*ACTIVITY:* The entries shown next need to be written again word for word.

*RECORDS SHOWN:*
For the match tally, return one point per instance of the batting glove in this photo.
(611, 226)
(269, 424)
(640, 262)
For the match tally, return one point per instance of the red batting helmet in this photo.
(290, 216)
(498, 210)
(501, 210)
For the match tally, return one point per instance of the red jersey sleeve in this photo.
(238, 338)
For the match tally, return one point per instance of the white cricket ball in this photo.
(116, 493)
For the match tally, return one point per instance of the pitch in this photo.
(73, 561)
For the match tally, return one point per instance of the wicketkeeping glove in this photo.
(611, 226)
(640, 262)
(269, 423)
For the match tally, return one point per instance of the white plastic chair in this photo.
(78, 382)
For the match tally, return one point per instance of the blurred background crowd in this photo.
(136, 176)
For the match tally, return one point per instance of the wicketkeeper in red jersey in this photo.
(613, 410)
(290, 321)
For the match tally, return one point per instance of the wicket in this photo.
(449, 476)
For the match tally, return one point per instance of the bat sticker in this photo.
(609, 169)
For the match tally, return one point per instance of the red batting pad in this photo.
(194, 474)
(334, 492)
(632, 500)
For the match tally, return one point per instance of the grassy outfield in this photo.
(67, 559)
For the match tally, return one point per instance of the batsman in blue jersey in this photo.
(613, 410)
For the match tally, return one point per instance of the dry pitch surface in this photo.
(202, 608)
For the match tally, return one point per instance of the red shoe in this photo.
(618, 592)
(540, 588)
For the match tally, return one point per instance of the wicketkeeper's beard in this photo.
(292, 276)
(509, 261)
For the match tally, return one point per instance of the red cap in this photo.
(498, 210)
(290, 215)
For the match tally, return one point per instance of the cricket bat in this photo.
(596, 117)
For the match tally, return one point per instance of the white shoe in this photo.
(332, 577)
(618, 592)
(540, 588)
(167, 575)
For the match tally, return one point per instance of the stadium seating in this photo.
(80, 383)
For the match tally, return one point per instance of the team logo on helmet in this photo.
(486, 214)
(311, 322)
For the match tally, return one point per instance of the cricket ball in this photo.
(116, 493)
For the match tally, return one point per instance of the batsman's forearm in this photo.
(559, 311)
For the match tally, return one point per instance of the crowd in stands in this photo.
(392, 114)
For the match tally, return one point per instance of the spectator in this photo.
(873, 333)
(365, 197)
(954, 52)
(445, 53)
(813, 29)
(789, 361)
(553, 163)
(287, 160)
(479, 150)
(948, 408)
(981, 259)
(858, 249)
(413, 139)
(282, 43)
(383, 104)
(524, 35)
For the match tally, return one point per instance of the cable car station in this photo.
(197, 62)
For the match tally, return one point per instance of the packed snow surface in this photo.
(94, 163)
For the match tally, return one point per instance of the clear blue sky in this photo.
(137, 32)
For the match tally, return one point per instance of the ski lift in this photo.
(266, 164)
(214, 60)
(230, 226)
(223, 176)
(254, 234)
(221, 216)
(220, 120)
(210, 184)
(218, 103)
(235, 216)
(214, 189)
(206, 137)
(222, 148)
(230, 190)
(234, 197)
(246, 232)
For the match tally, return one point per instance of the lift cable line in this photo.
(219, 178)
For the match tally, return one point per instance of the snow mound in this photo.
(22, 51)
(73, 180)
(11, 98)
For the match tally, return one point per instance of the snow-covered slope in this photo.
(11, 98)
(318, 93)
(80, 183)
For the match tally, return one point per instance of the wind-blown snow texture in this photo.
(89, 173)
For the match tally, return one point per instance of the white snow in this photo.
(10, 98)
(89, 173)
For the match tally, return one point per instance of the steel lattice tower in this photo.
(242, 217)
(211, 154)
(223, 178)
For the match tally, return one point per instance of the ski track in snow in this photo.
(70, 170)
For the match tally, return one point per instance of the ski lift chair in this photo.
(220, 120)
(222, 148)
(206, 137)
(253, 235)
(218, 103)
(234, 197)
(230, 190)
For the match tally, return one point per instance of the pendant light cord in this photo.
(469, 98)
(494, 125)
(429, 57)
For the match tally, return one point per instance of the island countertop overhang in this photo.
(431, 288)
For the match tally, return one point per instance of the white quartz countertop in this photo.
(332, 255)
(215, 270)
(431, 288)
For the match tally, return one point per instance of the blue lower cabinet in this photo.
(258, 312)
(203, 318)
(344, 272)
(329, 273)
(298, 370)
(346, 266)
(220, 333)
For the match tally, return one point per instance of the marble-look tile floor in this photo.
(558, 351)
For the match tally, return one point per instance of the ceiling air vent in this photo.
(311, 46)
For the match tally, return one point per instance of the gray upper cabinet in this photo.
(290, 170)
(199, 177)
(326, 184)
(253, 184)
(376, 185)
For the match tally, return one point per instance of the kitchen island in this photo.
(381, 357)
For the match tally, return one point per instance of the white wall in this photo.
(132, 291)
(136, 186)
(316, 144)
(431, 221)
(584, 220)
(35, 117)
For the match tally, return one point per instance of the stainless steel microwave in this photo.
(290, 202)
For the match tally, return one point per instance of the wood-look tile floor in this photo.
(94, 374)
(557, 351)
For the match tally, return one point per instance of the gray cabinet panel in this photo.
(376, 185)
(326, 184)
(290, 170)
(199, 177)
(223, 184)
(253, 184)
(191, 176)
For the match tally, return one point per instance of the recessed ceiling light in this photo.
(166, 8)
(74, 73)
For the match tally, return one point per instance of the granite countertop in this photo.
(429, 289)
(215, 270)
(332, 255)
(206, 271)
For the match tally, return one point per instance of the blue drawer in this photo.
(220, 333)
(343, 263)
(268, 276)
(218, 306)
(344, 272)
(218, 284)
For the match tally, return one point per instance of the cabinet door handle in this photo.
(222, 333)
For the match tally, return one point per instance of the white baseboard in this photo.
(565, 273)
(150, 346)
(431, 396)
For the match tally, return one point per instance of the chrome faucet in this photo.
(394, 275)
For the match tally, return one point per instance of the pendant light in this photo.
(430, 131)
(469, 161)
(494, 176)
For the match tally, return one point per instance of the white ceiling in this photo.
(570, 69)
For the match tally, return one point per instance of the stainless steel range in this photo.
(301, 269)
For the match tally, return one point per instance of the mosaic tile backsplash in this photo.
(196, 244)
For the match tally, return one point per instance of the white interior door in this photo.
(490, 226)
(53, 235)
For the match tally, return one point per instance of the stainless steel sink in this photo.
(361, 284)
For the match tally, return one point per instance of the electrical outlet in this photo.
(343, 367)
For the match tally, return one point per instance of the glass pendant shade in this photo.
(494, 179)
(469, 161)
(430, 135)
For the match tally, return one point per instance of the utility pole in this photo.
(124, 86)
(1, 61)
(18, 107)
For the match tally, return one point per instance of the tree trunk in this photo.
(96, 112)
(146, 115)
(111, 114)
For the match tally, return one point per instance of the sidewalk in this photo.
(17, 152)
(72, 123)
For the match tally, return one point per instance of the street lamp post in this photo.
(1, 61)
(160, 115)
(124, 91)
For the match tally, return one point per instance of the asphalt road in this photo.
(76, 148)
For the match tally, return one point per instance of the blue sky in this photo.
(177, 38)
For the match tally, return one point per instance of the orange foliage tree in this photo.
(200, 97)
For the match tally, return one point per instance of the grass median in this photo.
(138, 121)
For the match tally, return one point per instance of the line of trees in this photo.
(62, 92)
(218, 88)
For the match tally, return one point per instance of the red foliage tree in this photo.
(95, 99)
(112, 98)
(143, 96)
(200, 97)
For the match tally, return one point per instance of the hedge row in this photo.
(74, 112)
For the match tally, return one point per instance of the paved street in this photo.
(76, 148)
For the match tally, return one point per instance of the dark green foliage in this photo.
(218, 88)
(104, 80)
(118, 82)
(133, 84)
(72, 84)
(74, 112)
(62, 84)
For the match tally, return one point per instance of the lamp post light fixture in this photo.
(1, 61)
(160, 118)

*ANSWER SECTION:*
For the match tally, return one point per instance of the batting glove in this photo.
(611, 226)
(269, 424)
(640, 262)
For the match tally, return one point per instance of the red batting helmet in this photo.
(290, 216)
(498, 210)
(501, 210)
For the match tally, return one point per instance of the red jersey sleeve in this photo.
(238, 338)
For the match tally, return one point per instance of the white cricket ball in this photo.
(116, 493)
For the match tally, return one point per instance of the pitch in this photo.
(73, 561)
For the match tally, return one point per instance of the wicketkeeping glove in this photo.
(611, 226)
(640, 262)
(269, 423)
For the match tally, return one point per instance of the white plastic chair in this photo.
(78, 382)
For the match tally, return one point per instance of the blurred background crowd in this photo.
(136, 176)
For the match tally, return one point per instance of the wicketkeeper in red jersey in this photo.
(613, 410)
(290, 321)
For the match tally, return one point per instance of the wicket in this photo.
(449, 476)
For the match tally, return one point per instance of the bat sticker in this photo.
(609, 169)
For the match tally, return one point per instance of the red batting pad in this photo.
(194, 474)
(334, 492)
(632, 500)
For the match tally, return one point per instance of the grassy outfield in this photo.
(67, 559)
For the match tally, return one point per instance of the batsman in blue jersey in this photo.
(613, 410)
For the match tally, return one point per instance of the dry pitch surface in this photo.
(202, 608)
For the match tally, return one point per instance of the red shoe in this photo.
(618, 592)
(540, 588)
For the match tally, return one point per instance of the wicketkeeper's beard in this photo.
(292, 276)
(509, 261)
For the match tally, return one point per instance of the red cap in this photo.
(498, 210)
(290, 215)
For the match tally, return one point per instance of the cricket bat in this photo.
(596, 117)
For the match tally, return one point per instance of the white shoe in this photo.
(332, 577)
(618, 592)
(540, 588)
(167, 575)
For the match tally, return one point per instance of the stadium seating in this photo.
(80, 383)
For the match tally, return one point per instance of the team logo on helmet in this photo.
(486, 214)
(311, 322)
For the match tally, return one point per instance of the cricket ball in this photo.
(116, 493)
For the match tally, return one point per instance of the batsman's forearm in this photo.
(559, 311)
For the match tally, return one point per instance of the crowd in stands in this photo.
(392, 114)
For the match tally, return one point per instance of the spectator in this photo.
(873, 333)
(365, 197)
(954, 52)
(445, 53)
(813, 29)
(789, 361)
(553, 163)
(287, 160)
(479, 150)
(948, 408)
(981, 259)
(858, 249)
(413, 139)
(282, 43)
(383, 104)
(524, 35)
For the match tally, return one point per instance of the cable car station in this photo.
(197, 62)
For the match tally, return one point per instance of the packed snow surface in this photo.
(94, 163)
For the match tally, return one point per instance of the clear blue sky in this photo.
(137, 32)
For the match tally, return one point per instance of the ski lift in this photo.
(266, 164)
(214, 60)
(230, 226)
(223, 176)
(254, 234)
(221, 216)
(220, 120)
(210, 184)
(218, 103)
(235, 216)
(214, 189)
(206, 137)
(222, 148)
(230, 190)
(234, 197)
(246, 232)
For the match tally, return one point per instance of the lift cable line in this photo.
(219, 178)
For the match tally, return one point per instance of the snow mound in this photo.
(22, 51)
(73, 180)
(11, 98)
For the match tally, return one point per instance of the snow-covered slope in this photo.
(11, 98)
(318, 93)
(80, 183)
For the match tally, return one point per instance of the wind-blown snow texture in this photo.
(89, 173)
For the match tally, return one point per instance of the white snow in this photo.
(10, 98)
(89, 173)
For the match tally, return one point per instance of the steel lattice tower in this photo.
(242, 217)
(211, 154)
(223, 178)
For the match tally, return one point per instance of the ski track in snow in this photo.
(70, 170)
For the match tally, return one point per instance of the ski lift chair in this photo.
(220, 120)
(222, 148)
(206, 137)
(253, 235)
(218, 103)
(234, 197)
(230, 190)
For the match tally, return one point per instance of the pendant light cord in this photo.
(469, 98)
(494, 125)
(429, 57)
For the match tally, return one point per instance of the island countertop overhang in this photo.
(431, 288)
For the match tally, return one point per instance of the white quartz countertop in this photo.
(332, 255)
(215, 270)
(431, 288)
For the match tally, return one point per instance of the blue lower cabinet in this photo.
(258, 312)
(203, 318)
(344, 272)
(329, 273)
(298, 370)
(346, 266)
(220, 333)
For the match tally, return one point per instance of the marble-look tile floor in this photo.
(558, 351)
For the match tally, return one point per instance of the ceiling air vent in this photo.
(311, 46)
For the match tally, return one point per instance of the gray upper cabinet in this photo.
(290, 170)
(199, 177)
(326, 184)
(253, 184)
(376, 185)
For the match tally, return one point per instance of the kitchen island in this photo.
(381, 357)
For the match tally, return one point per instance of the white wall in this photo.
(132, 291)
(136, 186)
(316, 144)
(431, 221)
(584, 220)
(35, 117)
For the match tally, return one point per instance of the stainless steel microwave in this photo.
(290, 202)
For the match tally, return one point per instance of the wood-look tile floor in this photo.
(94, 374)
(557, 351)
For the match tally, return one point per instance of the gray cabinet panel in this photo.
(376, 185)
(326, 184)
(290, 170)
(199, 177)
(223, 184)
(253, 184)
(191, 176)
For the match tally, return one point per instance of the recessed ceiling light in this photo.
(166, 8)
(74, 73)
For the match tally, return one point per instance of the granite countertop in this photo.
(429, 289)
(215, 270)
(332, 255)
(206, 271)
For the match tally, return one point per instance of the blue drawer in this photo.
(220, 333)
(343, 263)
(268, 276)
(218, 306)
(344, 272)
(218, 284)
For the match tally, return one point per instance of the cabinet door handle in this photo.
(222, 333)
For the match tally, return one point per instance of the white baseboard in this photo.
(565, 273)
(150, 346)
(431, 396)
For the match tally, return one point per instance of the chrome faucet in this photo.
(394, 275)
For the match tally, return one point per instance of the pendant light in this photo.
(430, 131)
(469, 161)
(494, 176)
For the match tally, return one point per instance of the white ceiling in this photo.
(570, 69)
For the match tally, return one point per instance of the stainless steel range in this photo.
(301, 269)
For the match tally, return one point per instance of the mosaic tile backsplash in this photo.
(196, 244)
For the match tally, return one point per instance of the white interior door in this photo.
(490, 226)
(53, 235)
For the match tally, return one point per instance of the stainless steel sink in this photo.
(361, 284)
For the match tally, return one point per instance of the electrical outlet in this photo.
(343, 367)
For the match tally, return one point per instance of the glass pendant shade in this photo.
(494, 179)
(469, 161)
(430, 135)
For the match tally, return one point per instance of the utility pole in this photo.
(124, 86)
(1, 61)
(18, 107)
For the match tally, return one point per instance of the tree trunk in this photo.
(96, 112)
(146, 115)
(111, 114)
For the match tally, return one point per instance of the sidewalk in this photo.
(17, 152)
(72, 123)
For the match tally, return one point per instance of the street lamp post in this photo.
(1, 61)
(160, 115)
(124, 91)
For the match tally, return one point per instance of the asphalt road in this photo.
(76, 148)
For the match tally, return one point per instance of the blue sky in this photo.
(177, 38)
For the match tally, return one point per instance of the orange foliage tree in this photo.
(200, 97)
For the match tally, return one point per instance of the grass median in this photo.
(138, 121)
For the match tally, return one point per instance of the line of trees in this photo.
(62, 92)
(218, 88)
For the match tally, return one point per instance of the red foliage tree in this photo.
(95, 99)
(112, 98)
(143, 96)
(200, 97)
For the match tally, return one point per instance of the hedge row in this photo.
(74, 112)
For the match tally, return one point per instance of the paved street in this photo.
(76, 148)
For the match tally, return one point per instance of the dark green foliage in this photo.
(218, 88)
(104, 80)
(118, 82)
(133, 84)
(72, 84)
(74, 112)
(62, 84)
For the match tally, return one point per instance of the lamp post light fixture in this photo.
(1, 61)
(160, 118)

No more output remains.